• Task directions
From the line containing "Does the image above contain any dock" down to the last line of the material, return those lines verbatim and only those.

• Data supplied
========

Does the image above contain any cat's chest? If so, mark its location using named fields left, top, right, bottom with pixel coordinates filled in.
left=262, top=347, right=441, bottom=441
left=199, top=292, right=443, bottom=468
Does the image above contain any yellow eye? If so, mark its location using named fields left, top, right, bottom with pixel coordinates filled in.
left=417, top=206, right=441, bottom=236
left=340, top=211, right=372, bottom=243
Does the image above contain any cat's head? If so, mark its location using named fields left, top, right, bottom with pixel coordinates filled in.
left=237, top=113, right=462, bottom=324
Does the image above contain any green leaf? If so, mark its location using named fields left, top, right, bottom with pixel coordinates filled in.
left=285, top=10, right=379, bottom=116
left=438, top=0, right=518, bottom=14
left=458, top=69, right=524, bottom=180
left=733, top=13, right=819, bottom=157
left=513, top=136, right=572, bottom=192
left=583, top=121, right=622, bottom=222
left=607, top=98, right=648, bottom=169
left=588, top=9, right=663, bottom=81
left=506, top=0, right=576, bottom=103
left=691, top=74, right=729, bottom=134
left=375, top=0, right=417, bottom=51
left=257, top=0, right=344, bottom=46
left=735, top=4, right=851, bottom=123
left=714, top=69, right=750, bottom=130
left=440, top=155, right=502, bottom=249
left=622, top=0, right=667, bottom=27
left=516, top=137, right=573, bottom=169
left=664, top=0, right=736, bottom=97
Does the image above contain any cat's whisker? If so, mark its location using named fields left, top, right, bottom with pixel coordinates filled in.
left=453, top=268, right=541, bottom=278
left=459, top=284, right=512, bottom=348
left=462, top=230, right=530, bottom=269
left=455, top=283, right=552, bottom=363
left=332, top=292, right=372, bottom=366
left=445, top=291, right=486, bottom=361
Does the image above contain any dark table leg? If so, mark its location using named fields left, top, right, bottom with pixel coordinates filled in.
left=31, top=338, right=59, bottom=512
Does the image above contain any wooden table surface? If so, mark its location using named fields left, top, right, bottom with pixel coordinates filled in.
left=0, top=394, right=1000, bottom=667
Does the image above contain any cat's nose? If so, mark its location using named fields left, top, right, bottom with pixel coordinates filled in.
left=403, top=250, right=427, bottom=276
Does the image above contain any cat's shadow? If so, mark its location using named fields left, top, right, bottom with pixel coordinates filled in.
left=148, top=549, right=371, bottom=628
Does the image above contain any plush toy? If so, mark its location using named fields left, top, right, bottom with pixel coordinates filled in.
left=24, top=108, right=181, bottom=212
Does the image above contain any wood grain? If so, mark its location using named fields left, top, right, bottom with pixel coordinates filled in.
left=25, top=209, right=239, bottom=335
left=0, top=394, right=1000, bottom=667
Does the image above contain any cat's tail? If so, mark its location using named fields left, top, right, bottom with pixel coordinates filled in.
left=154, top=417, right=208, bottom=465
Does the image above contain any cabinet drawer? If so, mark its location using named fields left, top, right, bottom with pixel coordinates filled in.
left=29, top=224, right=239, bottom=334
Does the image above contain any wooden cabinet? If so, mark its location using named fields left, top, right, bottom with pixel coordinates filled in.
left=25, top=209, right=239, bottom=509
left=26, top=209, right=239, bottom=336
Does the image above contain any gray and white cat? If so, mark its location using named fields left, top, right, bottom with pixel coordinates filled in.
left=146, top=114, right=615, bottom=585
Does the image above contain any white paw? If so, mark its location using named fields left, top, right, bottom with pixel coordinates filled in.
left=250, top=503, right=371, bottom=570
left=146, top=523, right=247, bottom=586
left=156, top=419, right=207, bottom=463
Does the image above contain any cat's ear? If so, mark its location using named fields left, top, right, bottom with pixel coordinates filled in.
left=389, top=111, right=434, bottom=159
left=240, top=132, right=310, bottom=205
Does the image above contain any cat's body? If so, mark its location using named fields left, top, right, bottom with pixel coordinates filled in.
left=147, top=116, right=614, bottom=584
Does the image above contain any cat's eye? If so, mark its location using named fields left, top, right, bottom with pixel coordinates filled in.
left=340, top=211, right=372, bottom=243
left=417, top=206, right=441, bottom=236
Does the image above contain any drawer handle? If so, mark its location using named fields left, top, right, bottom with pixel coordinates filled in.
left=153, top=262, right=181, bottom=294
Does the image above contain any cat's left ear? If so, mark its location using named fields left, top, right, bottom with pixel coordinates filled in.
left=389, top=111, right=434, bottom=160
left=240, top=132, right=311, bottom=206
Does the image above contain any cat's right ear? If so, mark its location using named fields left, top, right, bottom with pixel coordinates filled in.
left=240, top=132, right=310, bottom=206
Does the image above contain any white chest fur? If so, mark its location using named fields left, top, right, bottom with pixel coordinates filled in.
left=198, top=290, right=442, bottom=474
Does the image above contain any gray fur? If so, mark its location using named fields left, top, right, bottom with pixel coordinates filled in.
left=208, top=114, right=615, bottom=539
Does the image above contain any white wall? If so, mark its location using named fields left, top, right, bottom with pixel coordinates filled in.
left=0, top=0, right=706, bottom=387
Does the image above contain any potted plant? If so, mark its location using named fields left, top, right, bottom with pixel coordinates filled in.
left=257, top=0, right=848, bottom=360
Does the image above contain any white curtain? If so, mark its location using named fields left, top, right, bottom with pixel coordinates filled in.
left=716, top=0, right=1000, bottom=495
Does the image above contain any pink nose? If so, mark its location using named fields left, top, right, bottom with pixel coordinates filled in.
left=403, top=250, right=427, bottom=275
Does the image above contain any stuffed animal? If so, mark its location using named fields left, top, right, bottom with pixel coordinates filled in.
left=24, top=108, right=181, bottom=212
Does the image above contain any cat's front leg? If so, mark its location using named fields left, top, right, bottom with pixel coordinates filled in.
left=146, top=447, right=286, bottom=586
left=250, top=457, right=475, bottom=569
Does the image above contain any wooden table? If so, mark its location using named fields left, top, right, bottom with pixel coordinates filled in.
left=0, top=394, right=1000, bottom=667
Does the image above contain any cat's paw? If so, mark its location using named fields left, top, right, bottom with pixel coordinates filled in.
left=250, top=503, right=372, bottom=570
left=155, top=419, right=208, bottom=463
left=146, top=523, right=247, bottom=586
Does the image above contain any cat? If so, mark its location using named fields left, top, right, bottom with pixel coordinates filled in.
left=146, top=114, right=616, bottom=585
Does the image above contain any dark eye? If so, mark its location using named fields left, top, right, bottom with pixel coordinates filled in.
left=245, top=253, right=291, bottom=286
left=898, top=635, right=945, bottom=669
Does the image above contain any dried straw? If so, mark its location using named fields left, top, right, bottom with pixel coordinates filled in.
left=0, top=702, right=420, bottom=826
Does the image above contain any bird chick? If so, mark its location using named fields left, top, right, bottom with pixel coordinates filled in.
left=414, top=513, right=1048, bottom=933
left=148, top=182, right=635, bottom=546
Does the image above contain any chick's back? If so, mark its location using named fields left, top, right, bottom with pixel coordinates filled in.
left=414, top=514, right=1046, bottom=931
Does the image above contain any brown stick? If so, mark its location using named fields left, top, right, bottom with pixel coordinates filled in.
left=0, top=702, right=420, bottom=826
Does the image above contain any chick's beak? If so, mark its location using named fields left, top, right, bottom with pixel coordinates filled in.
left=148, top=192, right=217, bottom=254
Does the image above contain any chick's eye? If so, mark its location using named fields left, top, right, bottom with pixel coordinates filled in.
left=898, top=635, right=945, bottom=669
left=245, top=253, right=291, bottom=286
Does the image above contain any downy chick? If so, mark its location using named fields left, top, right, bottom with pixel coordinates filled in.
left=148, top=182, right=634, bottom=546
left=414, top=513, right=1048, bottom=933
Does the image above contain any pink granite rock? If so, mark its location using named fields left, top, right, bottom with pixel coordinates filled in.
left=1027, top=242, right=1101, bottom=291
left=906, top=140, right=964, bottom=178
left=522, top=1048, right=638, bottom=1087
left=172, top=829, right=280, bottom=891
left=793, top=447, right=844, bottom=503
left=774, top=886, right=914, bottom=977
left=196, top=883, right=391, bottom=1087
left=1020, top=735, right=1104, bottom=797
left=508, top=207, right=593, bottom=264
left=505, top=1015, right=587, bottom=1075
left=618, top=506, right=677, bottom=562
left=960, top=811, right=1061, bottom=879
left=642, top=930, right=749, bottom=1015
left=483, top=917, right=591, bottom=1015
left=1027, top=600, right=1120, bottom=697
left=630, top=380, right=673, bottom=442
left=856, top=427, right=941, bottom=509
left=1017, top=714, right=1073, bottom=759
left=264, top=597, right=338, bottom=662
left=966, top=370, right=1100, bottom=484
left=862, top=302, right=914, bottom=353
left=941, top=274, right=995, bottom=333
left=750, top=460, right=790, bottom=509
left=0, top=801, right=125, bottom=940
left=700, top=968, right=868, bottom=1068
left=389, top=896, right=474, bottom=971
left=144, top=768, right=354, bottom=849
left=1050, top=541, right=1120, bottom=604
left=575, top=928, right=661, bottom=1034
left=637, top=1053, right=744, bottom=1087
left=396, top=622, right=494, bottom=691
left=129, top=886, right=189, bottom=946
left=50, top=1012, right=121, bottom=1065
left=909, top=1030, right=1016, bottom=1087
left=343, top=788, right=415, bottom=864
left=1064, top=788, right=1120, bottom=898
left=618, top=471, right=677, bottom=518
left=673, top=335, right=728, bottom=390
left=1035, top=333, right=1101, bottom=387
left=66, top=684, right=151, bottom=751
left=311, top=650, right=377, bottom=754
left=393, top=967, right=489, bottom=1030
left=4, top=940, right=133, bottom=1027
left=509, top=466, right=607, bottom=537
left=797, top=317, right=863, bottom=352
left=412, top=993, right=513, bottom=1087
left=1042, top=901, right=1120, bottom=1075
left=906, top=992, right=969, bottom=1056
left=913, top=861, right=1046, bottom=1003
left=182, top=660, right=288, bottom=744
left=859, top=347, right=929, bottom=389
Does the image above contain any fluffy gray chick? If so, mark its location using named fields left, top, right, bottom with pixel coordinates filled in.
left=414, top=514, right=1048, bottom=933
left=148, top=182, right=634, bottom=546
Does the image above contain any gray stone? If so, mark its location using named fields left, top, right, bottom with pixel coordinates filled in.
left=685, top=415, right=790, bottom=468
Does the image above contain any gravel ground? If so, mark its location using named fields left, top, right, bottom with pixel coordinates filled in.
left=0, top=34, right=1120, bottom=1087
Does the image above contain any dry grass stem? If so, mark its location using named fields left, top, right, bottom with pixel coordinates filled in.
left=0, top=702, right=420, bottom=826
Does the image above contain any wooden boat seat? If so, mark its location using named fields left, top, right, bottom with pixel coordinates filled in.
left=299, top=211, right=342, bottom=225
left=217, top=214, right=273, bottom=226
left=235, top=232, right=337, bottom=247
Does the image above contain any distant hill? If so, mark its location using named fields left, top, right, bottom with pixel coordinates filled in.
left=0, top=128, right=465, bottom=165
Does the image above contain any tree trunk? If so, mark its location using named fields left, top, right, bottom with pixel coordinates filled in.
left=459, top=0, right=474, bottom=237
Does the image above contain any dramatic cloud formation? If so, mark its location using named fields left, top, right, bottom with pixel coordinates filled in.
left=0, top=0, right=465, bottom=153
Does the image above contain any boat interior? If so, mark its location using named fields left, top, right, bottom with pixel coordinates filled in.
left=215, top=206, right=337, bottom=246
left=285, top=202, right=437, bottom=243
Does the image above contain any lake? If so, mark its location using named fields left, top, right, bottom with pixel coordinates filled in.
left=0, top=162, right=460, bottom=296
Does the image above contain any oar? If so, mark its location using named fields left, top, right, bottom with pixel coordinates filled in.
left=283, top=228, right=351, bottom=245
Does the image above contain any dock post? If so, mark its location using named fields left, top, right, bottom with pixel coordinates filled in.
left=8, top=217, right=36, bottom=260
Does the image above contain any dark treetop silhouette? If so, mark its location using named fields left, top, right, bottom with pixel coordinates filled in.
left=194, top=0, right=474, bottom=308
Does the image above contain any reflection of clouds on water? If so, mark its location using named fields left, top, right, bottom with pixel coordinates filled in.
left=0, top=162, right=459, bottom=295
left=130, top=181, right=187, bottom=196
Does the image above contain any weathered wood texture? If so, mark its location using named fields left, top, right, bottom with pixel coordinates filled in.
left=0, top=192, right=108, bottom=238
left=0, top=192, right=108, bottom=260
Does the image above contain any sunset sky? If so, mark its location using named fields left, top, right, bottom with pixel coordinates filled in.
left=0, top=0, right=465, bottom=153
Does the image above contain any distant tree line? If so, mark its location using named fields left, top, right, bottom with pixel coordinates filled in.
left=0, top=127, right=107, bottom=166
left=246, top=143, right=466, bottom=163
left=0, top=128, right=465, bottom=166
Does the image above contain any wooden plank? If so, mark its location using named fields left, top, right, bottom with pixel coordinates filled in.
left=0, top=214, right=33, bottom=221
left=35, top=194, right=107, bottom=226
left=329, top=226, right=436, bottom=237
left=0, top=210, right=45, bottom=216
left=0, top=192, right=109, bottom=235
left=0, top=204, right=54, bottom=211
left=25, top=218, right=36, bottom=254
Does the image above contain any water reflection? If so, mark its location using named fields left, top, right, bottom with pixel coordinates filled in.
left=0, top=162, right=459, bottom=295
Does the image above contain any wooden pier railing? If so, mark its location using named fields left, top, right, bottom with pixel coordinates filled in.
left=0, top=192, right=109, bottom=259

========

• Answer to the exercise
Does the image above contain any dock post? If so, mark its location using named fields left, top, right, bottom with pixel coordinates filled in.
left=8, top=217, right=36, bottom=260
Does the image above contain any dark treetop silhouette? If so, mark its location using named fields left, top, right, bottom with pixel coordinates filled in.
left=194, top=0, right=474, bottom=308
Does the image above contain any reflection of clouds on water? If so, mark its location using named fields left, top, right, bottom with pixel coordinates filled in.
left=0, top=162, right=459, bottom=295
left=130, top=181, right=187, bottom=196
Does the image above contain any weathered wood texture? If so, mark its location using named fields left, top, right, bottom with pixel coordinates filled in.
left=0, top=192, right=108, bottom=238
left=0, top=192, right=108, bottom=260
Does the image above contain any sunset sky? If so, mark its location using named fields left, top, right, bottom with pixel coordinates filled in.
left=0, top=0, right=465, bottom=153
Does the image above contain any distant tree line? If so, mark its location using named fields left, top, right, bottom with pixel coordinates filled in.
left=0, top=127, right=107, bottom=166
left=246, top=143, right=466, bottom=163
left=0, top=128, right=465, bottom=166
Does the image above contain any wooden plank? If so, mark its location using named fields left, top, right, bottom with pixel coordinates filled in.
left=0, top=214, right=33, bottom=221
left=35, top=194, right=107, bottom=226
left=329, top=226, right=436, bottom=237
left=0, top=210, right=45, bottom=216
left=0, top=192, right=109, bottom=235
left=0, top=204, right=54, bottom=211
left=25, top=218, right=36, bottom=254
Does the image above contain any water reflection? If so, mark its location using named fields left, top, right, bottom with pixel coordinates filled in.
left=0, top=162, right=459, bottom=295
Does the image above contain any wooden pier railing? If so, mark its location using named fields left, top, right, bottom with pixel coordinates filled in.
left=0, top=192, right=109, bottom=259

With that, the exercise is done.